— Start Supplied passage —
Craig (Appellant) v Her Majesty’s Advocate (for the Government of the United States of America) and another (Respondents) (Scotland) [2022] UKSC 6

The UK Supreme Court has unanimously allowed the appeal of James Craig, a British citizen living in Scotland. In May 2017, the US Government made a request for his extradition to the US, where he is accused of committing an offence relating to securities fraud.

The process for determining whether a person should be extradited from the UK is governed by the Extradition Act 2003 (“the 2003 Act“). By the Crime and Courts Act 2013 (“the 2013 Act“), Parliament inserted into the 2003 Act a number of provisions referred to as “the forum bar provisions”. These provisions aim to prevent extradition where the offences could be fairly and effectively tried in the UK, and it is not in the interests of justice that the requested person should be extradited. Section 61 of the 2013 Act provides that the forum bar provisions will “come into force on such a day as the Secretary of State may by order appoint”. The Secretary of State brought the forum bar provisions into force in England, Wales and Northern Ireland in October 2013, but he did not bring them into force in Scotland.

Mr Craig wanted to rely on the forum bar provisions in the extradition proceedings brought against him in Scotland. He therefore issued a claim against the Advocate General for Scotland and the Scottish Ministers, arguing that the Secretary of State’s failure to bring the forum bar provisions into force in Scotland was unlawful. In December 2018, the Outer House of the Court of Session found in Mr Craig’s favour and made an order in which it “declared… that in its continuing failure to bring into force in Scotland the extradition forum bar provisions… the UK Government is acting unlawfully and contrary to its duties under section 61 of [the 2013 Act]”.

Notwithstanding that order, the UK Government failed to bring the forum bar provisions into force in Scotland until September 2021. In the meantime, the Lord Advocate continued to pursue extradition proceedings against Mr Craig. In July 2019, a sheriff decided that there was no bar to Mr Craig’s extradition under the 2003 Act and that his extradition would be compatible with the European Convention on Human Rights (“the Convention“). The sheriff sent the matter on to the Scottish Ministers, who in September 2019 decided that Mr Craig should be extradited to the US.

Mr Craig appealed, unsuccessfully, to the High Court of Justiciary. He appealed to the UK Supreme Court.

Lord Reed’s sole judgment, with which the other Justices agree, said:

Section 57(2) of the Scotland Act 1998 provides that a “member of the Scottish Government has no power to… act, so far as the… act is incompatible with any of the Convention rights” [25]. This means that the Lord Advocate has no power to conduct extradition proceedings against Mr Craig, and the Scottish Ministers have no power to order his extradition, if those acts are incompatible with Mr Craig’s rights under the Convention [37], [47].
— End Supplied passage —
— Start Data block —
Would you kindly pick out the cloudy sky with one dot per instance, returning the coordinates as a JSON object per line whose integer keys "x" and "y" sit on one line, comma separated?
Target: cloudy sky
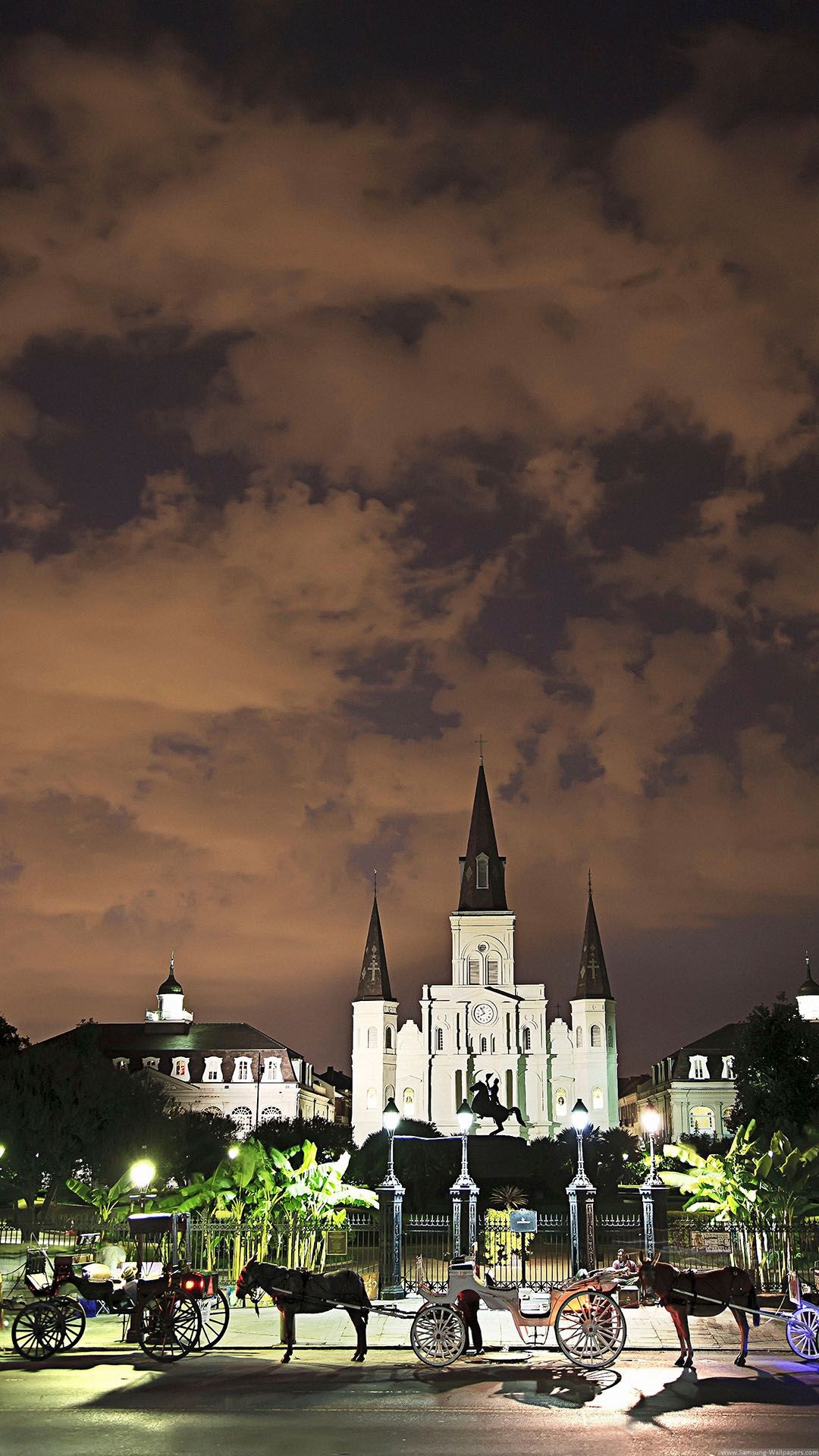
— End Data block —
Exercise instructions:
1: Translate the following sentence from the Craig case summary into French: "Mr Craig appealed, unsuccessfully, to the High Court of Justiciary."
2: Reproduce the portion of the Craig case summary between "Section 57(2) of" and "Convention [37], [47].", inclusive.

Completed exercise:
1: M. Craig a interjeté appel, sans succès, devant la High Court of Justiciary.

2:
Section 57(2) of the Scotland Act 1998 provides that a “member of the Scottish Government has no power to… act, so far as the… act is incompatible with any of the Convention rights” [25]. This means that the Lord Advocate has no power to conduct extradition proceedings against Mr Craig, and the Scottish Ministers have no power to order his extradition, if those acts are incompatible with Mr Craig’s rights under the Convention [37], [47].